- DOCUMENT EXTRACT -

Planning Instruction, Part 1

2011 Symposium2

Today I am starting a series of articles on planning instruction. These articles will include lesson planning, unit planning, classroom management, assessment, and student engagement. Each of these areas is critical to student success. Making classroom management and strategies for student engagement part of lesson and unit plans is particularly important, and sometimes overlooked. Unit planning keeps individual lessons coherent and well sequenced, and provides a logical connection from lesson to the next. This is especially important for music teachers who see their classes once or twice a week. Unit plans help students carry over learning from one class to the next, even when there is a week or several days between classes.

Even the best of lesson plans will fall flat if the classroom environment is not conducive to learning, so I will start my series with classroom management. By classroom management, I am referring to the management of everything under the teacher’s control that affects the learning environment. Classroom management includes managing student behavior, the arrangement of furniture in the classroom, eliminating distractions such as unwanted noise, uncomfortable temperatures, interruptions, and so forth. A well-managed classroom is one in which all of these types of things are controlled within the procedures and expectations the teacher sets up and practices with students. Just as students need to be taught how to sing or play an instrument, they also need to be taught how to behave, move around, and interact with others in your classroom. With this in mind, here are some specific things you can do to manage your classroom well.

State clearly defined classroom guidelines at the beginning of the year, and review and apply the guidelines and expectations consistently.

- STATED TASK 1 -
Rewrite the passage of the planning instruction article that begins at the words "Planning Instruction, Part 1" and stops after "days between classes.", putting "band directors" in place of "music teachers".
- STATED TASK 2 -
In the planning instruction article, which topic does the writer choose to begin the series with?

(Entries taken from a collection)
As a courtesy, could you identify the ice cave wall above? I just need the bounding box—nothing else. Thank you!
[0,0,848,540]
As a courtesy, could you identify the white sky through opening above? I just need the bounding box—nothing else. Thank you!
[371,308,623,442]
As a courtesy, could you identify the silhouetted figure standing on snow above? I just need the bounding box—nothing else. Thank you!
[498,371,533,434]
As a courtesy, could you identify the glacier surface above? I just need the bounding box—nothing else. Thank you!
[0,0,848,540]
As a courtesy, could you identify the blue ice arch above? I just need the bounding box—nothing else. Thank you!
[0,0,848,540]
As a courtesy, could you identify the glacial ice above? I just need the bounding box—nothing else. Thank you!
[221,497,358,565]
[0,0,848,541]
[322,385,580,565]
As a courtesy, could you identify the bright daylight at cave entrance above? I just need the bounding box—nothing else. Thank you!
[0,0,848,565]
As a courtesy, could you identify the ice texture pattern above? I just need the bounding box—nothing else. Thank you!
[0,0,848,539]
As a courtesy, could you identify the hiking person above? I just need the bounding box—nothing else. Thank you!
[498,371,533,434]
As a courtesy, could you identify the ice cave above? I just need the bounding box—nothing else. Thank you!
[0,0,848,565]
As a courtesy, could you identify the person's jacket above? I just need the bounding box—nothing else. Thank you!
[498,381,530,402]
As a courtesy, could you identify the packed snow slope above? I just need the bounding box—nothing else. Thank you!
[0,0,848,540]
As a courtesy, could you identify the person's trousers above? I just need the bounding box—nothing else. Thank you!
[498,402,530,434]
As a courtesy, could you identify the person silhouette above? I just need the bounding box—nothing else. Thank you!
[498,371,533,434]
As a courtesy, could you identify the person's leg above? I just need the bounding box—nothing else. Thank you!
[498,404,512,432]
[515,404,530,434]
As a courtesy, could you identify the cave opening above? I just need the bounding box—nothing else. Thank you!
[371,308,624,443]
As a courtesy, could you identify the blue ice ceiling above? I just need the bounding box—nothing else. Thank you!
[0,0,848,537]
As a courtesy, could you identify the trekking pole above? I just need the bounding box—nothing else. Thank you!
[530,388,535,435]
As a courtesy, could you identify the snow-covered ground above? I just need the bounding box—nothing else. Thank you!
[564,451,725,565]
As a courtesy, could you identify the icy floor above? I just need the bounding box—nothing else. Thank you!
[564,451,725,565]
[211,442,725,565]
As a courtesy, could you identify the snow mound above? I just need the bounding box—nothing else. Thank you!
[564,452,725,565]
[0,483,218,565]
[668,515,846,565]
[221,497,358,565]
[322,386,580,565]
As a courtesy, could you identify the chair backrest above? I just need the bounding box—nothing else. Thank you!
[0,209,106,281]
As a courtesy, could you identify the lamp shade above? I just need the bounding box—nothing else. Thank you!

- RIGHT ANSWER 1 -
Planning Instruction, Part 1

2011 Symposium2

Today I am starting a series of articles on planning instruction. These articles will include lesson planning, unit planning, classroom management, assessment, and student engagement. Each of these areas is critical to student success. Making classroom management and strategies for student engagement part of lesson and unit plans is particularly important, and sometimes overlooked. Unit planning keeps individual lessons coherent and well sequenced, and provides a logical connection from lesson to the next. This is especially important for band directors who see their classes once or twice a week. Unit plans help students carry over learning from one class to the next, even when there is a week or several days between classes.

- RIGHT ANSWER 2 -
Classroom management.